» What you need to do:
Reproduce verbatim only the line that holds "the sofa cushion" and the lines that follow it to the end of the listing.

» Records for processing:
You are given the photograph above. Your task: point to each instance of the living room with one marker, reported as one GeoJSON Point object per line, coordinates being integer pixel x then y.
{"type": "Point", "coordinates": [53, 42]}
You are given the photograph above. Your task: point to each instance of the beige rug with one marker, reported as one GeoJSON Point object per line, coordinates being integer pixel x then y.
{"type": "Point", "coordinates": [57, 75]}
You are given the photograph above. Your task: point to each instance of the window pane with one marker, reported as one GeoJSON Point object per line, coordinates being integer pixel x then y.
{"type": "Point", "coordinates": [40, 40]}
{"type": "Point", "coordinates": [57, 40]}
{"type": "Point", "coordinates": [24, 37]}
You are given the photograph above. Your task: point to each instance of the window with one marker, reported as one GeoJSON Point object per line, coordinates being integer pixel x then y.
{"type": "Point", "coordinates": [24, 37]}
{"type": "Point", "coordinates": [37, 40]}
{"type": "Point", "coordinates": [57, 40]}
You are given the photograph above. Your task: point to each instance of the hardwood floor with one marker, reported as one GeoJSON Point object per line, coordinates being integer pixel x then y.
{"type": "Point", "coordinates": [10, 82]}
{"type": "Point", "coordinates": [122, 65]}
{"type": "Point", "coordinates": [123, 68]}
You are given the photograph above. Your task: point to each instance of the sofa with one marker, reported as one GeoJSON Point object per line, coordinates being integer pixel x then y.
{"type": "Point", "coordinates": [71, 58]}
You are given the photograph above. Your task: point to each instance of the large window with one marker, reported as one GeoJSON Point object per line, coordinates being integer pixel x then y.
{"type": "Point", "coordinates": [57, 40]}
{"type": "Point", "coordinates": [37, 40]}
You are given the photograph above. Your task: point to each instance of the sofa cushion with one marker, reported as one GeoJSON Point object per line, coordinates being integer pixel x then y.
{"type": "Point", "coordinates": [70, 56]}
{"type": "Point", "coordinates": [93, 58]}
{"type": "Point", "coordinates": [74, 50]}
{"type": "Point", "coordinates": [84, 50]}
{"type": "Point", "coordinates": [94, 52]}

» Task result:
You are given the photograph above. Your task: point to each instance of the sofa cushion with one marker, reported as one GeoJSON Point object per line, coordinates being integer pixel x then y.
{"type": "Point", "coordinates": [70, 56]}
{"type": "Point", "coordinates": [93, 58]}
{"type": "Point", "coordinates": [74, 50]}
{"type": "Point", "coordinates": [84, 50]}
{"type": "Point", "coordinates": [94, 52]}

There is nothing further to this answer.